_Aim_. Retype the tail of the data exactly, starting at the line containing "TARGET = soil" and stopping at the last line.
━━━━━━━━
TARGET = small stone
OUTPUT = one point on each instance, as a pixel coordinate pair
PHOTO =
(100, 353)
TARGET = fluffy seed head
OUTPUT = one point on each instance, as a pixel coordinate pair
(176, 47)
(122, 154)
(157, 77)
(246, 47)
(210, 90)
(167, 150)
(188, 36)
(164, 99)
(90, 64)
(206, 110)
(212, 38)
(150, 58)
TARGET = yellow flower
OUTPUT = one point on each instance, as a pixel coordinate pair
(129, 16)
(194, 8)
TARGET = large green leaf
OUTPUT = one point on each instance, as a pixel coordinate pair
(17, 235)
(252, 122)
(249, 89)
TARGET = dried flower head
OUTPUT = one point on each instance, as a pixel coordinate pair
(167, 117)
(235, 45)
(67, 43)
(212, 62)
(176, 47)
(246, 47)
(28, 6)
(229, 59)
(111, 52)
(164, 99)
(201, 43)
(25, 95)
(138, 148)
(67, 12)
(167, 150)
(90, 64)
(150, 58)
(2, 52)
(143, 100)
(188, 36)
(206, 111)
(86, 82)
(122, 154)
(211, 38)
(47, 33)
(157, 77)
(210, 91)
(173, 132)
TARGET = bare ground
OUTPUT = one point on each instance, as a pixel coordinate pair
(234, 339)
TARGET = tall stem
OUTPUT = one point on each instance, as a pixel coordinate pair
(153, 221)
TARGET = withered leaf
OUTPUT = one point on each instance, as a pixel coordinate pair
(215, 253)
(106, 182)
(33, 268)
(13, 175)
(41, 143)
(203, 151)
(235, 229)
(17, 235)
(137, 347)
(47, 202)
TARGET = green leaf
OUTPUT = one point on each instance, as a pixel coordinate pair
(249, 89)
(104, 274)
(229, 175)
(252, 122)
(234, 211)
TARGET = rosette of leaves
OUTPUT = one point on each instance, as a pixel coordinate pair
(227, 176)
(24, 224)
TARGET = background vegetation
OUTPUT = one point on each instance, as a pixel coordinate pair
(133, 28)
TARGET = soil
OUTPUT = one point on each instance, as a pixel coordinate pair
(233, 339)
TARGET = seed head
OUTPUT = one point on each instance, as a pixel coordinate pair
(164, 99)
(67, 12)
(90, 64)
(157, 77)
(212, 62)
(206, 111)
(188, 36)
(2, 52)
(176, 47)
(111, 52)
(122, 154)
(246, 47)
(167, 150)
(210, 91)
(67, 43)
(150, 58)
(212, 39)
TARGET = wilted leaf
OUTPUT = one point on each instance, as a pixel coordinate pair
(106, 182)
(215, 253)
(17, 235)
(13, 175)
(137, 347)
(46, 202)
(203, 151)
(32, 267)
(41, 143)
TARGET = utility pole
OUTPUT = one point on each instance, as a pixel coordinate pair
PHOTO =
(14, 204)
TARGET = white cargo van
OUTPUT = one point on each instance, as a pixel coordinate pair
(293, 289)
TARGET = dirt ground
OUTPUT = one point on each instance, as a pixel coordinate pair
━━━━━━━━
_Solved problem_.
TARGET = soil
OUTPUT = one point on each instance, as a pixel coordinate pair
(233, 339)
TARGET = seed head
OUTPUT = one point on each instance, as a pixel coordinate pair
(164, 99)
(67, 12)
(90, 64)
(157, 77)
(212, 62)
(206, 111)
(188, 36)
(2, 52)
(176, 47)
(111, 52)
(122, 154)
(246, 47)
(167, 150)
(210, 91)
(67, 43)
(150, 58)
(212, 39)
TARGET = wilted leaf
OUTPUT = one point on each instance, as a pixel coordinate pair
(106, 182)
(215, 253)
(17, 235)
(13, 175)
(137, 347)
(46, 202)
(203, 151)
(32, 267)
(41, 143)
TARGET = utility pole
OUTPUT = one point on each instance, as a pixel coordinate pair
PHOTO =
(14, 204)
TARGET = white cargo van
OUTPUT = one point on each instance, as a pixel coordinate pair
(293, 289)
TARGET = dirt ground
OUTPUT = one point on each instance, as a pixel coordinate pair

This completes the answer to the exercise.